本学では新入生に対し,ノートの書き方や漢字の書き方を教える授業が用意されています.
いくつかのクラスに分けられているのですが,そのうちの一つを私が担当しています.

ん〜〜,,,
私自身,大学時代はノートを取るようなタイプではなかったですし,漢字も書ける方ではないので不安な授業です.

いっそ,
ノートなんかとらなくても大丈夫,要点を記憶する方法は人それぞれだから.
漢字は読めさえすれば問題ない,ワープロ変換したときに直感的に正しい漢字が選べればOK!
とでも教えましょうか?
怒られますね.やめときます.

でも・・・,例えばノートなんて必要に迫られなきゃ覚えない技術でしょうし.
私に言わせれば,講義とかで学生がノートするスピードに合わせてあげたりするから良くないんです(かくゆう私も合わせてあげてますが.今のところ).
「ノートしときゃ良かった...」と思わせるような状況を作る方が勉強になると思いますが.
そのための “失敗が許される学生期間” だと思います.

だいたい,偉そうに「ノートの取り方がぁ!」とか言ってる社会人だって,てめぇらだって社会に出てからノートの取り方覚えただろうに.

だからノートの仕方を扱うような書籍もでるわけですよ.
◆ ◆ ◆ ◆ ◆ ◆ ◆
= 課題一覧 =
a – 提示テキストの中で、かぎかっこ「」または引用符“ ”で囲まれている語句はどれですか。すべて挙げてください。
b – エントリの冒頭から「the even-odd rule」を含む行までを、その行も含めて一字一句そのまま繰り返してください。
エントリは提示テキストとは無関係です。
◆ ◆ ◆ ◆ ◆ ◆ ◆
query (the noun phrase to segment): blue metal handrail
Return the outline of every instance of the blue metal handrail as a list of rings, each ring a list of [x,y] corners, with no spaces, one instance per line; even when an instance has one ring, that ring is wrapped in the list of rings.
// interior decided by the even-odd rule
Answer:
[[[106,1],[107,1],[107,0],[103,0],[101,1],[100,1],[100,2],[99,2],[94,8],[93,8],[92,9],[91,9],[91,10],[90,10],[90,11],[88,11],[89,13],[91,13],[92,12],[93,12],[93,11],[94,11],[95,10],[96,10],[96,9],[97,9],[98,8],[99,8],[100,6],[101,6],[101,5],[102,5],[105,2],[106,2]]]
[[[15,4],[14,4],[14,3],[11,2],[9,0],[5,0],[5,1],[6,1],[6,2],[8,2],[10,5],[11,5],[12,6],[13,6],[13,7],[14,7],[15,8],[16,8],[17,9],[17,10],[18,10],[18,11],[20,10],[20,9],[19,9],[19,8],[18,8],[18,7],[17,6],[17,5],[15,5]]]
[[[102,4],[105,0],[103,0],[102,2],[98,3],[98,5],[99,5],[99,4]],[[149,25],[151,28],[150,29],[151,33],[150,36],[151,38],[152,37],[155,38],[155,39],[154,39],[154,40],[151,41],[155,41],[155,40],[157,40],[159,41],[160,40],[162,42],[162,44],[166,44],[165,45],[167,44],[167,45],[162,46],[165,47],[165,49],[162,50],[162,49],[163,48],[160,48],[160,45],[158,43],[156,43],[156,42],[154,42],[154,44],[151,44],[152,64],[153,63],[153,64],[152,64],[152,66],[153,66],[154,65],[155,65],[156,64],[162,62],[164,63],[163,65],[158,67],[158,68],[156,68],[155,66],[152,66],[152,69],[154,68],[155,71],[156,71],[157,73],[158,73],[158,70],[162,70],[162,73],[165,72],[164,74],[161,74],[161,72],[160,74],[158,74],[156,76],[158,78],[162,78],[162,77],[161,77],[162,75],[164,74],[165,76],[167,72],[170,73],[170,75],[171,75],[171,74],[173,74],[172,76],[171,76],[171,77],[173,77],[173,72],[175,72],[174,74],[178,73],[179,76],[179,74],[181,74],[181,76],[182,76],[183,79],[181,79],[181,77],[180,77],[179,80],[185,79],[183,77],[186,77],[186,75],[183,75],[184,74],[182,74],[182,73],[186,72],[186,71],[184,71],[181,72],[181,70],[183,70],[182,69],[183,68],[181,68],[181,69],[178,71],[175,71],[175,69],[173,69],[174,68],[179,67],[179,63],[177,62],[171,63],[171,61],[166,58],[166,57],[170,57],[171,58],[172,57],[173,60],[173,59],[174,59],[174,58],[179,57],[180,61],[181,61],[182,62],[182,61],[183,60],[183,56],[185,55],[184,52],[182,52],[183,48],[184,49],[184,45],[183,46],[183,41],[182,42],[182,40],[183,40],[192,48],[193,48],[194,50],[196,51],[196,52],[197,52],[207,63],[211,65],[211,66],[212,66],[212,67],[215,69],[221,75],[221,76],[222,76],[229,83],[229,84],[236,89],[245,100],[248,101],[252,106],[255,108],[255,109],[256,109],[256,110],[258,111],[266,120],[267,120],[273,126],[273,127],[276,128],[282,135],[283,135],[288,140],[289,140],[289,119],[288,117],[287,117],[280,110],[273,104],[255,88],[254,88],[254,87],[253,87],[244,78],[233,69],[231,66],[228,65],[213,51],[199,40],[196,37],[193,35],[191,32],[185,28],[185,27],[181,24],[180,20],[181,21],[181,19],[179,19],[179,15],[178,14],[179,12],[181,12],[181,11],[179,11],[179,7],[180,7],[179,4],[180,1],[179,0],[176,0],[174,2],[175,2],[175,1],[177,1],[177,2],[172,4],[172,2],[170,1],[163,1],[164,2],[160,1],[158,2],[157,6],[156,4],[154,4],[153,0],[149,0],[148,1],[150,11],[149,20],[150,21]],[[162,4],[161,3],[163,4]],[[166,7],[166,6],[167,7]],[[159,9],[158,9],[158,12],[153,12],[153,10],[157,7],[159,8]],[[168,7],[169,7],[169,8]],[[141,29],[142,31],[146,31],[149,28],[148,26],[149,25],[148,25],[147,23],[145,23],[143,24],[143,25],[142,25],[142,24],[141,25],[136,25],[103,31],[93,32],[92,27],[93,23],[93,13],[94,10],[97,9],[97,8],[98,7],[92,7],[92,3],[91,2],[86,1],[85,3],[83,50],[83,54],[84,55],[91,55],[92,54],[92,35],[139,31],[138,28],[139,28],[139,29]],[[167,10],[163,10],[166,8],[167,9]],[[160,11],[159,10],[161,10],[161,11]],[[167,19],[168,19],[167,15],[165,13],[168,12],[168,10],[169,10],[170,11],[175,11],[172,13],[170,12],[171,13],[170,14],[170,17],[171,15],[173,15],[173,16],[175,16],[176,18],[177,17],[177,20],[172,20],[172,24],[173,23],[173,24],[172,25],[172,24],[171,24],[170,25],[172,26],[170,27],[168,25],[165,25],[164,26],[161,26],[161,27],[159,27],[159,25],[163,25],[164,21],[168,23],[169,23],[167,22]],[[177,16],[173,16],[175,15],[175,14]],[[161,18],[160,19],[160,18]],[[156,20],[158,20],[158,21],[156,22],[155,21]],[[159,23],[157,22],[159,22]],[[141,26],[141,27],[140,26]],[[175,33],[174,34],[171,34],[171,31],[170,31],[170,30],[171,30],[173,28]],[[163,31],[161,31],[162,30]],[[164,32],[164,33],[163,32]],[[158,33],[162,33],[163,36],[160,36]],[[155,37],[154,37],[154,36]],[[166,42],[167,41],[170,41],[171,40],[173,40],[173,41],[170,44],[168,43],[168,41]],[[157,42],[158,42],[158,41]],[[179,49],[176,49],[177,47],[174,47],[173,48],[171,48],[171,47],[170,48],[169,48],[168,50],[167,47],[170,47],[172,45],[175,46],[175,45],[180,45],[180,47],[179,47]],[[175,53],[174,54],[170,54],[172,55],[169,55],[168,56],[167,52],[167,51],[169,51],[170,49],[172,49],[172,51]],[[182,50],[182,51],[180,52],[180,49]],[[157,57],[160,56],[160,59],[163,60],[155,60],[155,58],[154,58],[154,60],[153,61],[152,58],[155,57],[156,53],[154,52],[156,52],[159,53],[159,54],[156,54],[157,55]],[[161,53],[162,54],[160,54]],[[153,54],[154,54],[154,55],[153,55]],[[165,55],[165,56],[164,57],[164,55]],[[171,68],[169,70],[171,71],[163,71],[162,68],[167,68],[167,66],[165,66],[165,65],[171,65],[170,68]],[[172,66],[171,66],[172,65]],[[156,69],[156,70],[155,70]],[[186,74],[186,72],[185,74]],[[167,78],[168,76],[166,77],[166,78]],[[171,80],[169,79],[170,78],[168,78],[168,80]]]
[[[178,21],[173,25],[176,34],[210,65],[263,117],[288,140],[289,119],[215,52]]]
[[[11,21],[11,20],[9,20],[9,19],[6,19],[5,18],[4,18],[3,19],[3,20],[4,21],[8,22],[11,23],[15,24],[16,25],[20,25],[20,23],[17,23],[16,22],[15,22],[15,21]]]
◆ ◆ ◆ ◆ ◆ ◆ ◆
= 各課題の解答 =
a –
ノートしときゃ良かった...
失敗が許される学生期間
ノートの取り方がぁ!

b –
query (the noun phrase to segment): blue metal handrail
Return the outline of every instance of the blue metal handrail as a list of rings, each ring a list of [x,y] corners, with no spaces, one instance per line; even when an instance has one ring, that ring is wrapped in the list of rings.
// interior decided by the even-odd rule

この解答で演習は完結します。